═════ Document ═════
Good idea, but my /usr/obj ist empty. All are under /usr/src.
Yes updating the system was successful and I don't forget to reboot. But updating the "software" with `portupgrade -ar` run in trouble because of the Perl version (another problem) and because of not enough disk space. I have then cleaned the ports, which has given free space at this time and then I do `portupgrade -PP` to use packages when ever possible. I need the ports for Apache and Sendmail and some bit more to give my own installation settings. But for the rest of the hundreds of software piaces I could use packages when ever possible.

The question is: if I would delete all under /usr/src, would I further be able to make updates again with  `freebsd-update` or build a new system? I have no own kernel.

Second: what is this with this minus diskspace   -241M  103%  /usr. I have some link to /tmp in /usr. But how can a partition get 103% full?

And why don't the commands above clean anything more?


----------



## getopt (Jan 25, 2015)

HL1234 said:


> The question is: if I would delete all under /usr/src, would I further be able to make updates again with  `freebsd-update` or build a new system? I have no own kernel.


If you have a GENERIC kernel you can delete /usr/src and use `freebsd-update` for getting binary files. /usr/src is needed only if you want to build the system yourself from source or for  building a custom kernel.


HL1234 said:


> Second: what is this with this minus diskspace   -241M  103%  /usr. I have some link to /tmp in /usr. But how can a partition get 103% full?



FAQ Chapter 8. Disks, File Systems, and Boot Loaders]


> 8.22. How is it possible for a partition to be more than 100% full?
> 
> A portion of each UFS partition (8%, by default) is reserved for use by the operating system and the root user. df(1) does not count that space when calculating the Capacity column, so it can exceed 100%. Notice that the Blocks column is always greater than the sum of the Used and Avail columns, usually by a factor of 8%.
> 
> For more details, look up -m in tunefs(8).





HL1234 said:


> And why don't the commands above clean anything more?


 Good question. You have to search your disk


----------



## HL1234 (Jan 29, 2015)

gkontos said:


> You can safely nuke /usr/ports/* and /usr/src/*. That will free you around ~5GB of space. Then you can use `portsnap fetch extract` to restore a clean ports tree.


I like to give the whole sequence, for those who read this thread:
Portsnap Ports new siting
Config file: /etc/portsnap.conf
`rm /var/db/portsnap/tag
rm -rf /var/db/portsnap/files
rm -rf /usr/ports/*
cd /usr/ports
portsnap fetch
portsnap extract`
To update an already installed Ports Collection, use portsnap update
`portsnap update`
Sure, you can combine fetch and extract for portsnap - I prefer to do it step by step.
Later on, when the ports tree has been built, you can make updates:
`portsnap fetch update`
Update or create the ports database file INDEX.db and fetch the ports index file called INDEX from the official
`portsdb -Fu`


----------



## wblock@ (Jan 30, 2015)

portsdb is not needed.  It is only used by ports-mgmt/portupgrade.  The preferred ports-mgmt/portmaster does not need a separate database.


----------
═════ Data lines ═════
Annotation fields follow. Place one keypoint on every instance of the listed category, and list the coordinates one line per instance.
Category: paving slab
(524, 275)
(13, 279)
═════
Requirements
1/ In the FreeBSD forum thread, what share of each UFS partition is reserved by default for the operating system and the root user?
2/ Return everything in the FreeBSD forum thread from "Later on, when" down to "a separate database.", copied word for word.
The lines play no part in the tasks.

Responses
1/ 8%

2/
Later on, when the ports tree has been built, you can make updates:
`portsnap fetch update`
Update or create the ports database file INDEX.db and fetch the ports index file called INDEX from the official
`portsdb -Fu`


----------



## wblock@ (Jan 30, 2015)

portsdb is not needed.  It is only used by ports-mgmt/portupgrade.  The preferred ports-mgmt/portmaster does not need a separate database.